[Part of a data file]
►

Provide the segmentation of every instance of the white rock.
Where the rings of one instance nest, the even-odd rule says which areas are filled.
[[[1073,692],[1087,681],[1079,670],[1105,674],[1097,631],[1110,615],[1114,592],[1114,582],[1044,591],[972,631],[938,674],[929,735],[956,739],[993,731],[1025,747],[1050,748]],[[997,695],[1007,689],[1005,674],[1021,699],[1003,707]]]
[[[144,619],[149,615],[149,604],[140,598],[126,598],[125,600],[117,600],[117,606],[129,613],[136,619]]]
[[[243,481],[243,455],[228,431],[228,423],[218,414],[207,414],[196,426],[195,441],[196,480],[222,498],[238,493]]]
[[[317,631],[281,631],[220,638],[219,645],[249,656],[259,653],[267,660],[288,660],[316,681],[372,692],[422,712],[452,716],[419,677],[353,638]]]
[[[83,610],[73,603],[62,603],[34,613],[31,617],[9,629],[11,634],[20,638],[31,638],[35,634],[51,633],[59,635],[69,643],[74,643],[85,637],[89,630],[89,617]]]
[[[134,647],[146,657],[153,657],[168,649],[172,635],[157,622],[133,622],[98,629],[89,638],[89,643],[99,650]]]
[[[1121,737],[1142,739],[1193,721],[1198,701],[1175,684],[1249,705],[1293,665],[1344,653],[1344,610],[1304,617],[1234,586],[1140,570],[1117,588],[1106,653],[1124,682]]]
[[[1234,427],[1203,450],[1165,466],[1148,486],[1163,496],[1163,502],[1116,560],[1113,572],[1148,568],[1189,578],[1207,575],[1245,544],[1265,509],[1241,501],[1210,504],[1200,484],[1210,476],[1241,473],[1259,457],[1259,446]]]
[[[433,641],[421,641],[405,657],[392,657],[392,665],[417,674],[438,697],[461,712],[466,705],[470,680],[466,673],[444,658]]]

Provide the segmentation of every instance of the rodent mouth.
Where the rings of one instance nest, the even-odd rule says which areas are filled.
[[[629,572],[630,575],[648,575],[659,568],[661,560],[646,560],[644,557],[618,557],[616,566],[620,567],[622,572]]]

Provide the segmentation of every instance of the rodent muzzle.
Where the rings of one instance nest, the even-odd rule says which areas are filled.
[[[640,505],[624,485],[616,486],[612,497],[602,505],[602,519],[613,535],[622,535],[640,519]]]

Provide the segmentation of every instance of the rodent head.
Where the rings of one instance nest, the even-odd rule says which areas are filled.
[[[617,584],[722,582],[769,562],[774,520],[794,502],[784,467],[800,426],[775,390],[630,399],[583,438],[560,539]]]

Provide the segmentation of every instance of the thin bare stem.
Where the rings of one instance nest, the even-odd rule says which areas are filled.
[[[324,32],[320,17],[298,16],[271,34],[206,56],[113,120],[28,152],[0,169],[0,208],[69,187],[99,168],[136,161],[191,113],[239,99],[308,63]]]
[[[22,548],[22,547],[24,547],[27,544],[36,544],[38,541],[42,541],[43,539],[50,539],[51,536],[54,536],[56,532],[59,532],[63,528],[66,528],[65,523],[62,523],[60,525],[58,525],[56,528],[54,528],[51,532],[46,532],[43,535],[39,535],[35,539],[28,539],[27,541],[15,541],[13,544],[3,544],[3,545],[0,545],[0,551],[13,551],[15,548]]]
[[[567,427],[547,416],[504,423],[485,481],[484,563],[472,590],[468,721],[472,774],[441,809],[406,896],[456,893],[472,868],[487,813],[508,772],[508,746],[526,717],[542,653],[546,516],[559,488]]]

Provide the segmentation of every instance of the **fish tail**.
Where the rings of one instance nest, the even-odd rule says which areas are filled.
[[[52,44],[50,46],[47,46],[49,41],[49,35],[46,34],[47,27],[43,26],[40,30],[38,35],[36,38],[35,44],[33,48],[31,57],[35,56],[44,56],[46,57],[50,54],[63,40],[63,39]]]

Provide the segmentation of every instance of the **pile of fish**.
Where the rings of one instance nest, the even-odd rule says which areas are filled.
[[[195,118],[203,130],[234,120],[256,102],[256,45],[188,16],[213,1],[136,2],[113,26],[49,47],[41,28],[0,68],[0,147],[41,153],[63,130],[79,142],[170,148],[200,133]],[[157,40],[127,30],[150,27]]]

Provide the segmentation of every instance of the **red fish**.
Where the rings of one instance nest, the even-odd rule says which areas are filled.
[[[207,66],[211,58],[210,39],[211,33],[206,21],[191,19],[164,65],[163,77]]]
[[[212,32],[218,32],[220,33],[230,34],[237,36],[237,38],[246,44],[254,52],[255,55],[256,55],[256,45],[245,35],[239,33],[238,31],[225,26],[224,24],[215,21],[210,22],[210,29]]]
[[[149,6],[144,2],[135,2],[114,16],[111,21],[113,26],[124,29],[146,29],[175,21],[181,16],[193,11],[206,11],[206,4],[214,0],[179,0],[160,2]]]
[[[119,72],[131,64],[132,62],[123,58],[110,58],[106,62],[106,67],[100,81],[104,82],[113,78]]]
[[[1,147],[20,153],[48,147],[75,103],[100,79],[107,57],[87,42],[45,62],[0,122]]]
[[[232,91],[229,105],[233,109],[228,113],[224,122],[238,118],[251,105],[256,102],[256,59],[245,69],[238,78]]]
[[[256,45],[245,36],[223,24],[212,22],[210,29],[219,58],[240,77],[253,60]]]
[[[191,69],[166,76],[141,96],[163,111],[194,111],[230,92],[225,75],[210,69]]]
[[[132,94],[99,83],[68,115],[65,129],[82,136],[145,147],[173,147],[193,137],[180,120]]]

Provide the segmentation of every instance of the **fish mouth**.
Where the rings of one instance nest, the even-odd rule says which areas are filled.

◄

Instruction
Retype every line of the records above without any changes.

Answer to the exercise
Provide the segmentation of every instance of the white rock.
Where the rings of one instance nest, the even-odd rule says which areas are filled.
[[[1073,692],[1087,681],[1079,670],[1105,674],[1097,631],[1110,615],[1114,592],[1114,582],[1044,591],[972,631],[938,674],[929,735],[956,739],[993,731],[1025,747],[1050,748]],[[997,695],[1007,689],[1005,674],[1021,699],[1003,707]]]
[[[144,619],[149,615],[149,604],[140,598],[126,598],[125,600],[117,600],[117,606],[129,613],[136,619]]]
[[[243,481],[243,455],[228,431],[228,423],[218,414],[207,414],[196,426],[195,441],[196,480],[222,498],[238,493]]]
[[[317,631],[281,631],[220,638],[219,645],[249,656],[259,653],[267,660],[288,660],[316,681],[372,692],[422,712],[452,716],[419,677],[353,638]]]
[[[83,610],[73,603],[62,603],[34,613],[31,617],[9,629],[11,634],[20,638],[31,638],[35,634],[51,633],[59,635],[69,643],[74,643],[85,637],[89,630],[89,617]]]
[[[134,647],[146,657],[153,657],[168,649],[172,635],[157,622],[133,622],[98,629],[89,638],[89,643],[99,650]]]
[[[1121,737],[1142,739],[1193,721],[1198,701],[1175,684],[1249,705],[1293,665],[1344,653],[1344,610],[1304,617],[1234,586],[1140,570],[1117,588],[1106,653],[1124,682]]]
[[[1234,427],[1203,450],[1165,466],[1148,486],[1163,496],[1163,502],[1116,560],[1113,572],[1148,568],[1189,578],[1207,575],[1245,544],[1265,509],[1241,501],[1210,504],[1200,484],[1210,476],[1241,473],[1259,457],[1259,446]]]
[[[433,641],[421,641],[405,657],[392,657],[392,665],[417,674],[438,697],[461,712],[466,705],[470,680],[466,673],[444,658]]]

Provide the segmentation of every instance of the rodent mouth.
Where the rings of one instance nest, the even-odd rule says which areas are filled.
[[[629,572],[630,575],[648,575],[659,568],[661,560],[646,560],[644,557],[618,557],[616,566],[620,567],[622,572]]]

Provide the segmentation of every instance of the rodent muzzle.
Where the rings of one instance nest, the even-odd rule says which areas are filled.
[[[640,505],[624,485],[616,486],[612,497],[602,505],[602,519],[613,535],[622,535],[640,519]]]

Provide the segmentation of every instance of the rodent head.
Where the rings of one instance nest, the even-odd rule says which areas are filled.
[[[617,584],[722,582],[769,562],[774,520],[794,502],[784,467],[800,426],[775,390],[630,399],[583,438],[560,539]]]

Provide the segmentation of every instance of the thin bare stem.
Where the rings of one instance nest, the even-odd rule says which areas are filled.
[[[324,32],[320,17],[298,16],[271,34],[206,56],[113,120],[28,152],[0,169],[0,208],[69,187],[99,168],[136,161],[191,113],[239,99],[308,63]]]
[[[22,548],[22,547],[24,547],[27,544],[36,544],[38,541],[42,541],[43,539],[50,539],[51,536],[54,536],[56,532],[59,532],[63,528],[66,528],[65,523],[62,523],[60,525],[58,525],[56,528],[54,528],[51,532],[46,532],[43,535],[39,535],[35,539],[28,539],[27,541],[15,541],[13,544],[3,544],[3,545],[0,545],[0,551],[13,551],[15,548]]]
[[[567,427],[547,416],[504,423],[485,481],[484,563],[472,590],[468,721],[472,774],[441,809],[406,896],[456,893],[472,868],[487,813],[508,772],[508,746],[526,717],[542,653],[546,516],[559,488]]]

Provide the segmentation of every instance of the **fish tail**.
Where the rings of one instance nest, the even-odd rule says which areas are filled.
[[[52,44],[50,46],[47,46],[49,41],[49,35],[46,34],[47,27],[43,26],[40,30],[38,35],[36,38],[35,44],[33,48],[31,57],[35,56],[44,56],[46,57],[50,54],[63,40],[63,39]]]

Provide the segmentation of every instance of the **pile of fish**.
Where the rings of one instance nest, the even-odd rule says which areas are filled.
[[[195,118],[203,130],[234,120],[256,102],[256,45],[188,16],[213,1],[136,2],[113,26],[49,47],[41,28],[0,68],[0,147],[41,153],[63,130],[79,142],[170,148],[200,133]],[[157,40],[127,30],[150,27]]]

Provide the segmentation of every instance of the **red fish**.
Where the rings of one instance nest, the even-odd rule says which areas are filled.
[[[207,66],[211,58],[210,39],[211,33],[206,21],[191,19],[164,65],[163,77]]]
[[[212,32],[218,32],[220,33],[230,34],[237,36],[237,38],[246,44],[254,52],[255,55],[256,55],[256,45],[245,35],[239,33],[238,31],[225,26],[224,24],[215,21],[210,22],[210,29]]]
[[[149,6],[144,2],[135,2],[114,16],[111,21],[113,26],[124,29],[146,29],[175,21],[181,16],[193,11],[206,11],[206,4],[214,0],[179,0],[160,2]]]
[[[119,72],[131,64],[132,62],[123,58],[110,58],[106,62],[106,67],[100,81],[104,82],[113,78]]]
[[[1,147],[20,153],[48,147],[75,103],[100,79],[107,57],[87,42],[45,62],[0,122]]]
[[[232,91],[229,105],[233,109],[228,113],[224,122],[238,118],[251,105],[256,102],[256,59],[245,69],[238,78]]]
[[[256,45],[245,36],[223,24],[212,22],[210,29],[219,58],[240,77],[253,60]]]
[[[191,69],[166,76],[141,96],[163,111],[194,111],[230,92],[225,75],[210,69]]]
[[[132,94],[99,83],[68,115],[65,129],[82,136],[145,147],[173,147],[193,137],[180,120]]]

Provide the segmentation of every instance of the **fish mouth**.
Where the rings of one instance nest, the even-odd rule says which areas are filled.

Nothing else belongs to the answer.